> _Study text_

_ _ _ _

US20090143165A1

US20090143165A1 - Golf club head

Info

Publication number: US20090143165A1
Application number: US12/031,164
Authority: US
Inventors: Wataru Ban; Fumiaki Sato; Kozue Wada
Original assignee: Bridgestone Sports Co Ltd
Current assignee: Bridgestone Sports Co Ltd
Priority date: 2007-11-30
Filing date: 2008-02-14
Publication date: 2009-06-04
Also published as: JP5231893B2; JP2009148538A

Abstract

This invention provides a golf club head including a plurality of score lines on a face. In the golf club head according to this invention, the angle between each side surface of the score lines and the face is 48° or more. Edges of the score lines are formed to be positioned within a second virtual circle with a radius of 0.011 inches, the second virtual circle being concentric with a first virtual circle which internally touches the side surface of the score line and the face with a radius of 0.010 inches.

_ _ _ _

> _Data below_
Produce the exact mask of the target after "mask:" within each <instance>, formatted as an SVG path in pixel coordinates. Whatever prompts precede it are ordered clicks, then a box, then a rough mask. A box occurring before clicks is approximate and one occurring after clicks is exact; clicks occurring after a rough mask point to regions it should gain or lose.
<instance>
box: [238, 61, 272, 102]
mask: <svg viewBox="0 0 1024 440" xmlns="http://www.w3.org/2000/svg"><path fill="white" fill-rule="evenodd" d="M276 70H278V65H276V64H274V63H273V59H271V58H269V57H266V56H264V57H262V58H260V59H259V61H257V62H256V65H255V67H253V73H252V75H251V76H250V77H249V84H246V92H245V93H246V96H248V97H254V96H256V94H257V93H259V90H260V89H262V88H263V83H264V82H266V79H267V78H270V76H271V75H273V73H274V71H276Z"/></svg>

_ _ _ _

> _Action item_
Do these statements agree with the golf club head patent page? Answer yes or no for each, and quote the words from the page that decide it.
(a) Each side surface of the score lines meets the face at an angle of at least 48°.
(b) The first virtual circle has a radius of 0.011 inches.
(c) The filing date is 2007-11-30.

> _Result of this task_
(a) Yes: "the angle between each side surface of the score lines and the face is 48° or more"
(b) No: "a first virtual circle which internally touches the side surface of the score line and the face with a radius of 0.010 inches"
(c) No: "Filing date: 2008-02-14"